* Your instructions *
Turn all of the data below into a JSON list of strings, one string per line, skipping blank lines and leaving out the pictures.

* Material for the task *
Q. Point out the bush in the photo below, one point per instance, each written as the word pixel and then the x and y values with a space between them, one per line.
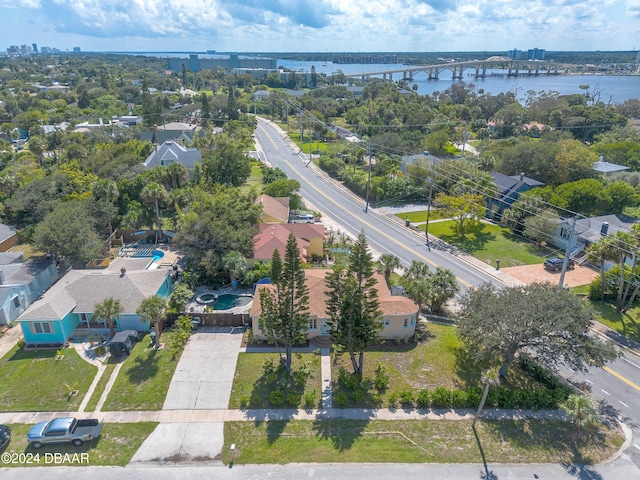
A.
pixel 358 395
pixel 293 399
pixel 382 378
pixel 424 399
pixel 441 398
pixel 276 398
pixel 341 399
pixel 458 399
pixel 347 380
pixel 308 400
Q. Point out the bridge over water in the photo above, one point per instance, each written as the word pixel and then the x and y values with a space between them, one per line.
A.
pixel 512 68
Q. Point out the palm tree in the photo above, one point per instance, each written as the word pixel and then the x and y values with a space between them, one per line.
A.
pixel 152 310
pixel 109 309
pixel 489 379
pixel 388 263
pixel 582 411
pixel 235 264
pixel 599 252
pixel 154 193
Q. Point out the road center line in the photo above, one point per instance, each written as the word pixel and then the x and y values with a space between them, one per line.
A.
pixel 426 260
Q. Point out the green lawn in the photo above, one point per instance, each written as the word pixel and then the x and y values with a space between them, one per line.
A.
pixel 97 393
pixel 420 216
pixel 252 387
pixel 491 243
pixel 438 361
pixel 116 445
pixel 625 323
pixel 144 378
pixel 437 441
pixel 36 381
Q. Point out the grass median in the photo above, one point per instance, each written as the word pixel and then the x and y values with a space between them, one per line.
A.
pixel 44 380
pixel 144 378
pixel 427 441
pixel 116 446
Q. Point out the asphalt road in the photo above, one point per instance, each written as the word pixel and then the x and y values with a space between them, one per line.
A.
pixel 383 235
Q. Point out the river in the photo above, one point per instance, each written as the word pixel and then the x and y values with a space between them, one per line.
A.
pixel 612 88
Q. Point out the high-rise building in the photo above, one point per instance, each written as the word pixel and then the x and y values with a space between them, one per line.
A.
pixel 536 54
pixel 514 54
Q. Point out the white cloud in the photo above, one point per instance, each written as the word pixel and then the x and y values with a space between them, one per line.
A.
pixel 339 25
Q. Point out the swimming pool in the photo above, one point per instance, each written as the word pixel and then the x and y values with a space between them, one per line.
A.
pixel 227 301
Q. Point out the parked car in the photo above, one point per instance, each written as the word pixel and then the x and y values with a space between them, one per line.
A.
pixel 122 342
pixel 64 430
pixel 555 264
pixel 5 436
pixel 303 218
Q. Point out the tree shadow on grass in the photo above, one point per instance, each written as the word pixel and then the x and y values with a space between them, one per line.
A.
pixel 487 474
pixel 341 433
pixel 554 436
pixel 143 367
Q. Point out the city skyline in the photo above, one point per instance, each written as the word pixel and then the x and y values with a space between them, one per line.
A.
pixel 322 25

* Answer to this problem *
[
  "Q. Point out the bush in the photo below, one point per instance, each written as the word pixel and then the x and y values with a space between them, one per line.",
  "A.",
  "pixel 358 395",
  "pixel 293 399",
  "pixel 382 378",
  "pixel 424 399",
  "pixel 441 398",
  "pixel 276 398",
  "pixel 341 399",
  "pixel 458 399",
  "pixel 347 380",
  "pixel 308 400",
  "Q. Point out the bridge over water in the photo above, one point per instance, each written as the word pixel and then the x and y values with a space between them, one per line.",
  "A.",
  "pixel 512 68",
  "Q. Point out the palm tree in the photo above, one point per instance, each written as the word pixel and then the x and y values with a space between them, one per line.",
  "A.",
  "pixel 152 310",
  "pixel 109 309",
  "pixel 489 379",
  "pixel 388 263",
  "pixel 582 411",
  "pixel 235 264",
  "pixel 599 252",
  "pixel 154 193",
  "Q. Point out the road center line in the photo above, one point per instance, each written as the word pixel and then the x and y values with a space between them, one per line.",
  "A.",
  "pixel 426 260",
  "Q. Point out the green lawn in the photo above, one point per instance, each written as the word pixel and then the x and y values with a space between them, one per line.",
  "A.",
  "pixel 97 393",
  "pixel 420 216",
  "pixel 252 387",
  "pixel 491 243",
  "pixel 438 361",
  "pixel 116 445",
  "pixel 625 323",
  "pixel 144 378",
  "pixel 437 441",
  "pixel 36 381",
  "Q. Point out the grass median in the photo above, one point per instance, each written as the word pixel and then the x and y values with a space between them, one per line.",
  "A.",
  "pixel 44 380",
  "pixel 144 378",
  "pixel 427 441",
  "pixel 116 446",
  "Q. Point out the asphalt road in the photo above, one point per instance, each written as the word pixel and then the x and y values with a space between them, one per line.",
  "A.",
  "pixel 383 235",
  "Q. Point out the river in the photo above, one point per instance, each written as the word pixel and then the x and y values with a space between them, one per line.",
  "A.",
  "pixel 612 88",
  "Q. Point out the high-rise building in the photo above, one point per instance, each written as the word pixel and then the x and y values with a space between them, one per line.",
  "A.",
  "pixel 536 54",
  "pixel 514 54",
  "Q. Point out the white cloud in the photo above, one point per instance, each written as the word pixel and then the x and y values with a space between them, one per line.",
  "A.",
  "pixel 339 25",
  "Q. Point out the swimming pool in the photo above, one point per instance, each written as the word pixel and then the x and y values with a space between them, one per line.",
  "A.",
  "pixel 227 301",
  "Q. Point out the parked car in the photo above, one point per instance, each written as the word pixel and then the x and y values with a space between them, one per line.",
  "A.",
  "pixel 122 342",
  "pixel 64 430",
  "pixel 555 264",
  "pixel 5 436",
  "pixel 303 218",
  "Q. Point out the tree shadow on grass in the photo above, one point per instance, each written as the word pixel and then the x and y values with a space between them, one per line.",
  "A.",
  "pixel 487 474",
  "pixel 341 433",
  "pixel 554 436",
  "pixel 143 367",
  "Q. Point out the city skyline in the photo above, one point per instance, each written as the word pixel and then the x and y values with a space between them, one per line.",
  "A.",
  "pixel 322 25"
]